TASK STATEMENT:
Count how many lines hold "kayak" in the records, and respond with that number by itself.

%%

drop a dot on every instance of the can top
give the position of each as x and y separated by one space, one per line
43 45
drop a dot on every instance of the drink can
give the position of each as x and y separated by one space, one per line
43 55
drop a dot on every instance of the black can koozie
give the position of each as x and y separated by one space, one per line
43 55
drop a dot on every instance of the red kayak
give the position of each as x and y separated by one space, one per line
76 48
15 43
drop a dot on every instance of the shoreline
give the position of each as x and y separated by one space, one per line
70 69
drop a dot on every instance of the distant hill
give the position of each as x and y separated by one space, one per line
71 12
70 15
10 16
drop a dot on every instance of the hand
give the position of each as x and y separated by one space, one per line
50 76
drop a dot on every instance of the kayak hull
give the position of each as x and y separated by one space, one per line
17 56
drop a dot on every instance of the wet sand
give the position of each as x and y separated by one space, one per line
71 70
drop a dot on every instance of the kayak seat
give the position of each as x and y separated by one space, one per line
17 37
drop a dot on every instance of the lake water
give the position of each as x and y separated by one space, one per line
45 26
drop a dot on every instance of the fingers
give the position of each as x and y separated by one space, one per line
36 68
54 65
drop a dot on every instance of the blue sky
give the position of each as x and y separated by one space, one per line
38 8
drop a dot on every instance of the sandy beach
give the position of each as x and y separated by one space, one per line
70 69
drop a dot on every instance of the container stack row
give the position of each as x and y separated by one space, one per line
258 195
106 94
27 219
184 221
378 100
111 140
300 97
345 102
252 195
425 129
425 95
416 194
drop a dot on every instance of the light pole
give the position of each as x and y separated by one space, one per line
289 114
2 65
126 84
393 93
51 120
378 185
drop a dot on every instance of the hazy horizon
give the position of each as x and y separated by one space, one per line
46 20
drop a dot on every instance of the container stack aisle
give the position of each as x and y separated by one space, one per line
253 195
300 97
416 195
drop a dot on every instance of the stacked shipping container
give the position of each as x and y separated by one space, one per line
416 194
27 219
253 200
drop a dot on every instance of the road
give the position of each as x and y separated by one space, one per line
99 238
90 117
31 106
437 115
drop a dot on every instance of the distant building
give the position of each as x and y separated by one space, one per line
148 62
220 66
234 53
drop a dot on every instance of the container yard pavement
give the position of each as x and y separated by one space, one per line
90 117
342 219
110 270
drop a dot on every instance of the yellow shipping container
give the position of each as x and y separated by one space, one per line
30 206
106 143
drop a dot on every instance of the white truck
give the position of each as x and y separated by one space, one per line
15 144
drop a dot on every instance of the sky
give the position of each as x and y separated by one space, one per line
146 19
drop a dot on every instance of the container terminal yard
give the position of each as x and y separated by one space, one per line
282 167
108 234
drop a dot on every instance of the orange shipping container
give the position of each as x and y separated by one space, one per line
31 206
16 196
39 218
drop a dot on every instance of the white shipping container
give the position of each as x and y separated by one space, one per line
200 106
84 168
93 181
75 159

%%

ANSWER FOR THIS EXERCISE:
3